WHAT YOU NEED TO DO → Within these entries, which lines include the string "Analyze"? Copy each one.

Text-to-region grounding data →
* * *

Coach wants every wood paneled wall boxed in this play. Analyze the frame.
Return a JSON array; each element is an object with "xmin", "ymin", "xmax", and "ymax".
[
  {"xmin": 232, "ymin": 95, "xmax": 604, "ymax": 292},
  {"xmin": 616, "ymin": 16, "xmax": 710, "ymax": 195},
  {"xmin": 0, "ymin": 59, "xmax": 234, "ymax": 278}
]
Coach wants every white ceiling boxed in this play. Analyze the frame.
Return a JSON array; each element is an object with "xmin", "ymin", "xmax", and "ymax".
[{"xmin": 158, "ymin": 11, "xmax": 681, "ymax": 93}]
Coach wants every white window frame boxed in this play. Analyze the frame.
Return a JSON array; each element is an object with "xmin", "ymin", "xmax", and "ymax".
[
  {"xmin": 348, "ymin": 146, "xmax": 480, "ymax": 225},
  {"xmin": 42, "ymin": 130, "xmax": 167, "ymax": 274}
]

* * *

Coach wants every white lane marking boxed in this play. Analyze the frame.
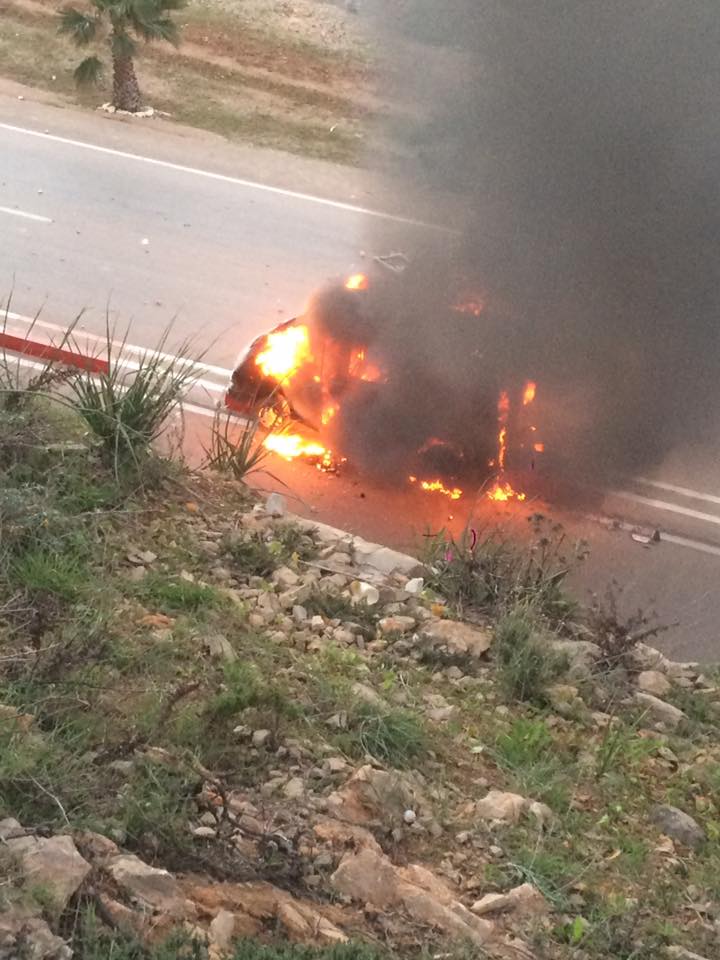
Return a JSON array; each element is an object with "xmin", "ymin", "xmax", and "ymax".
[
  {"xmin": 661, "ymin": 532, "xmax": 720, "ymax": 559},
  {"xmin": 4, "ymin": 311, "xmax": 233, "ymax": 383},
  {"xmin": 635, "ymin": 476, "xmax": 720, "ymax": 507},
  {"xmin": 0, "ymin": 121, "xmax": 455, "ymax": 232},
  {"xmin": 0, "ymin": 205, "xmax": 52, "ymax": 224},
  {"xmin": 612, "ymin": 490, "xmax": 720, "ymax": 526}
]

* * *

TASK OUTPUT →
Coach wants every wood paneled wall boxed in this play. Analyze the frame.
Coach wants every white ceiling boxed in this play. Analyze the frame.
Coach wants every white window frame boxed in this play. Analyze the frame.
Coach wants every white lane marking boxed in this play. Analyze the frame.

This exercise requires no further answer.